### Exercise description
Copy out each of the following entries word for word, changing nothing.

=== Data excerpts ===

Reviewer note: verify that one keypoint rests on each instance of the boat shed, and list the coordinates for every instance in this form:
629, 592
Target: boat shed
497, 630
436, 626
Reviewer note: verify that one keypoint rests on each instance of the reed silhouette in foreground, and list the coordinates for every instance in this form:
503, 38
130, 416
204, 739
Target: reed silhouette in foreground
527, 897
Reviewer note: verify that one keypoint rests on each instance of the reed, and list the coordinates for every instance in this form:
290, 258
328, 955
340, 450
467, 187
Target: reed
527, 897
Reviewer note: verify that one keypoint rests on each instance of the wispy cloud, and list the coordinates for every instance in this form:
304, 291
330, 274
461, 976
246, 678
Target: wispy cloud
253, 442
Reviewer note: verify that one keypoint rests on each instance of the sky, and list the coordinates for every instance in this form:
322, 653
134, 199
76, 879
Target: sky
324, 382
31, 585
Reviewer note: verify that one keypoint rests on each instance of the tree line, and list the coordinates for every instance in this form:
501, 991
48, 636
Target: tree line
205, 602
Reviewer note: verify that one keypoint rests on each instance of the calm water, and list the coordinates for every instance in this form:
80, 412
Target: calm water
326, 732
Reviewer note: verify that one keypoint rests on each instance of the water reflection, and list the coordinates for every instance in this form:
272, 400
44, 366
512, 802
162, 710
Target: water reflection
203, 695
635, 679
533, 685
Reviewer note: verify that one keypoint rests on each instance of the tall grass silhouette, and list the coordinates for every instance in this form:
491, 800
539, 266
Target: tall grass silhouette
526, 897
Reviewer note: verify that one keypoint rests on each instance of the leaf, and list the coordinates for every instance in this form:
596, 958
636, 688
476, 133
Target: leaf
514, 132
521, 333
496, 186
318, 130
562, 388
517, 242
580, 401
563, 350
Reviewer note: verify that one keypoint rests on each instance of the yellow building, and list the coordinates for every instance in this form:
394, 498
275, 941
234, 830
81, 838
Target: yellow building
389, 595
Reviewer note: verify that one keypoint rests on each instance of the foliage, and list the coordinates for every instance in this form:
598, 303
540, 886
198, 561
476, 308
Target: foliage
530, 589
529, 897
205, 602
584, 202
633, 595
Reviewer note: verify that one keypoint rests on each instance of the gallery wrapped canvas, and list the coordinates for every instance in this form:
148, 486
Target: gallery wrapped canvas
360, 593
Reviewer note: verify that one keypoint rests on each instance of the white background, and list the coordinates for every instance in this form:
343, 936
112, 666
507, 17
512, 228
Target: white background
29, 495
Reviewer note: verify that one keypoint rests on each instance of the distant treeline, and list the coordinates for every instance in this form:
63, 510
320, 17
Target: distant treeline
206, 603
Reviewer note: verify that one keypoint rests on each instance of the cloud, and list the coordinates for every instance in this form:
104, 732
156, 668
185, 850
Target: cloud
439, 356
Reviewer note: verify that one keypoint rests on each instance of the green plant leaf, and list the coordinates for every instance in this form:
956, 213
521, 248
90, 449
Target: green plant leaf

===

### Answer to this problem
Reviewer note: verify that one keypoint rests on each instance of the boat shed, and list the coordinates for every instance in this form:
629, 592
Target: boat shed
497, 630
436, 626
Reviewer note: verify that one keypoint rests on each instance of the reed silhouette in foreground, and list the coordinates for every instance in this form:
503, 38
130, 416
204, 739
Target: reed silhouette in foreground
527, 897
Reviewer note: verify that one keypoint rests on each instance of the reed, and list the coordinates for every instance in this form:
290, 258
328, 955
340, 450
467, 187
Target: reed
527, 897
Reviewer note: verify that one keypoint rests on each instance of the wispy cloud, and list the coordinates for every instance in this form:
304, 291
330, 274
461, 976
246, 678
Target: wispy cloud
253, 442
Reviewer note: verify that one keypoint rests on each instance of the sky, and list the coordinates for every instance in this form:
322, 653
134, 199
76, 879
Target: sky
324, 382
31, 585
Reviewer note: verify that one keypoint rests on each instance of the tree line, and list the coordinates for every instance in this form:
501, 991
48, 636
Target: tree line
205, 602
Reviewer note: verify that one keypoint rests on each instance of the calm water, and list the coordinates for every instance in this form:
80, 412
Target: calm water
326, 732
Reviewer note: verify that one keypoint rests on each instance of the water reflection, and list the coordinates for every instance in this form:
272, 400
44, 366
512, 802
162, 710
Target: water reflection
203, 695
635, 679
533, 685
Reviewer note: verify that one keypoint rests on each instance of the tall grass silhouette, and list the coordinates for every instance in this form:
491, 800
539, 266
Target: tall grass silhouette
526, 897
Reviewer note: verify that one keypoint rests on each instance of the leaf, and list the coordinates for every instance in this form:
596, 958
636, 688
476, 133
Target: leaf
514, 132
521, 333
496, 186
318, 130
562, 388
517, 242
580, 401
563, 350
Reviewer note: verify that one keypoint rests on each instance of the yellow building, and list the coordinates for every instance in this form:
394, 498
275, 941
234, 830
81, 838
Target: yellow building
389, 595
Reviewer note: verify that one keypoint rests on each instance of the foliage, and list the coordinates for every instance in this form:
598, 303
540, 886
198, 561
476, 308
Target: foliage
530, 589
529, 897
205, 602
584, 202
633, 595
Reviewer note: verify that one keypoint rests on each instance of the gallery wrapped canvas, and list the coordinates for every instance in this form:
148, 486
Target: gallery wrapped canvas
360, 593
Reviewer note: verify that one keypoint rests on each instance of the white background, and list the coordinates for every instance in this form:
343, 936
112, 666
507, 17
512, 228
Target: white background
29, 495
Reviewer note: verify that one keypoint rests on each instance of the distant treeline, and list the coordinates for every instance in this form:
63, 510
320, 17
Target: distant treeline
206, 603
Reviewer note: verify that one keypoint rests on each instance of the cloud, and list the coordinates for every instance in this form:
104, 732
156, 668
185, 850
Target: cloud
439, 356
Reviewer note: verify that one keypoint rests on each instance of the green plant leaf, and list the coordinates for every instance in this form:
956, 213
521, 248
90, 449
Target: green plant leaf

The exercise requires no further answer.